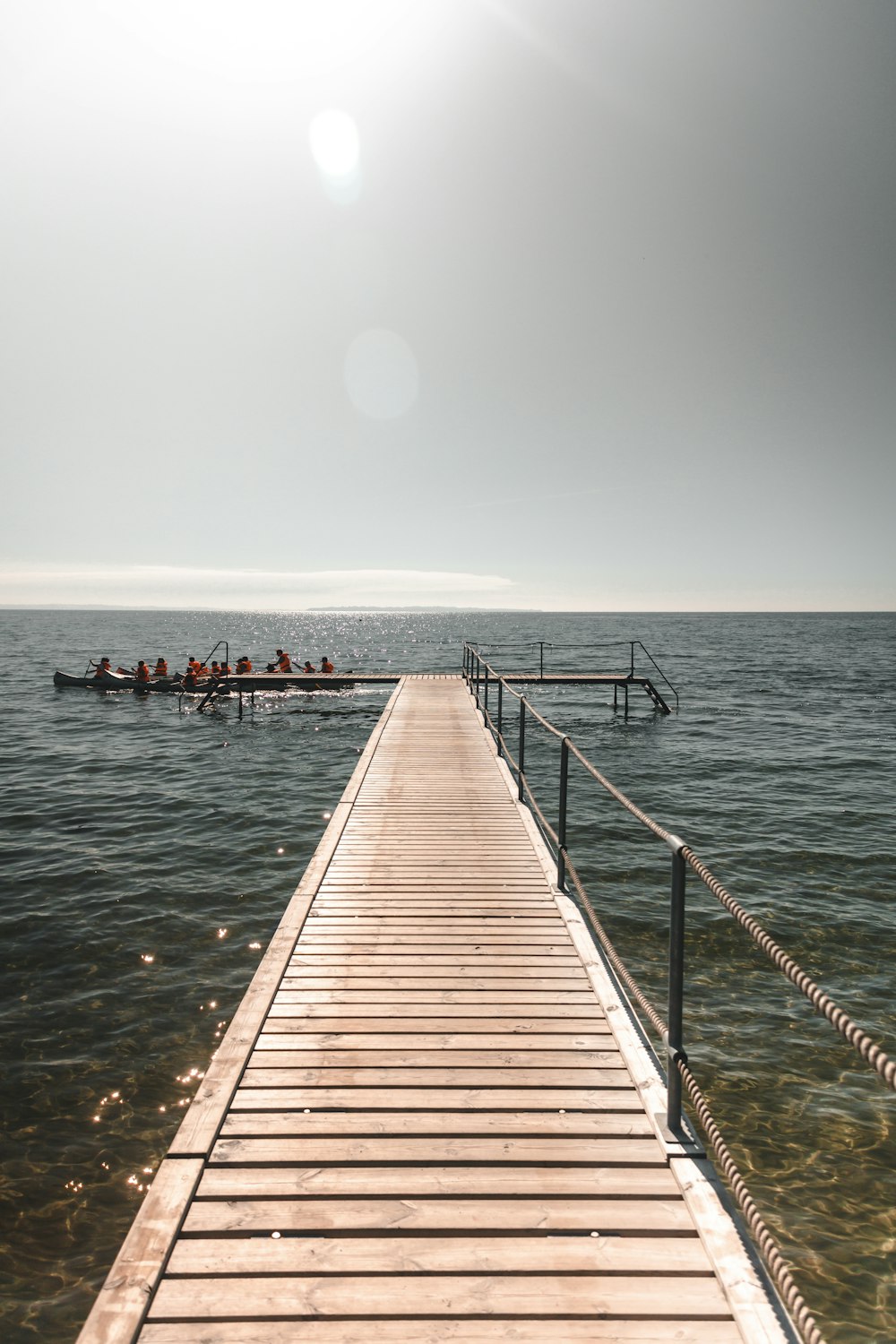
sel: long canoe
[52,672,182,691]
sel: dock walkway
[81,676,793,1344]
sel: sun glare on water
[307,108,360,179]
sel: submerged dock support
[81,676,794,1344]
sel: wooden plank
[210,1133,658,1168]
[280,984,589,994]
[220,1107,653,1139]
[184,1195,694,1238]
[231,1075,641,1113]
[277,978,607,1010]
[258,1032,616,1050]
[168,1234,712,1282]
[243,1062,629,1088]
[149,1274,728,1320]
[78,1159,202,1344]
[140,1317,743,1344]
[264,999,606,1037]
[83,680,784,1344]
[199,1166,678,1199]
[247,1037,625,1074]
[255,1024,616,1062]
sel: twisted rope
[681,846,896,1091]
[567,859,825,1344]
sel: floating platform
[81,676,797,1344]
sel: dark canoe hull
[52,672,178,693]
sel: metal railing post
[516,695,525,803]
[498,682,504,758]
[667,836,686,1134]
[557,738,570,892]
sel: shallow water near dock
[0,610,896,1344]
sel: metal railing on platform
[463,642,896,1344]
[463,640,678,711]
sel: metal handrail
[630,640,678,710]
[463,640,678,711]
[463,642,896,1344]
[463,642,896,1102]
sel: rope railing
[473,650,896,1091]
[567,857,823,1344]
[463,644,896,1344]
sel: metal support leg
[667,841,685,1134]
[498,682,504,757]
[557,738,570,892]
[516,695,525,803]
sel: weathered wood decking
[82,677,790,1344]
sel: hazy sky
[0,0,896,610]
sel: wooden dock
[81,676,796,1344]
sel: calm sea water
[0,612,896,1344]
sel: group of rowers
[94,650,336,691]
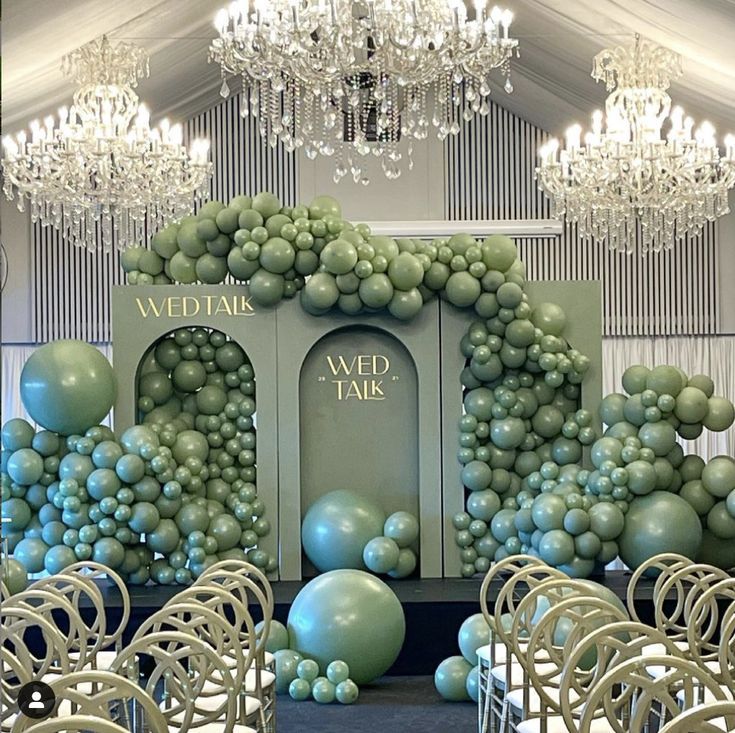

● What the task asks:
Can you repeat the stretch from the start of the entries through the line containing "[81,676,794,1344]", changing "dock" to "pier" and leaving everything else as it is? Leave the pictures out.

● Output below:
sel: long canoe
[52,672,182,691]
sel: pier walkway
[81,676,793,1344]
sel: sun glare on water
[307,108,360,179]
sel: submerged pier support
[81,676,794,1344]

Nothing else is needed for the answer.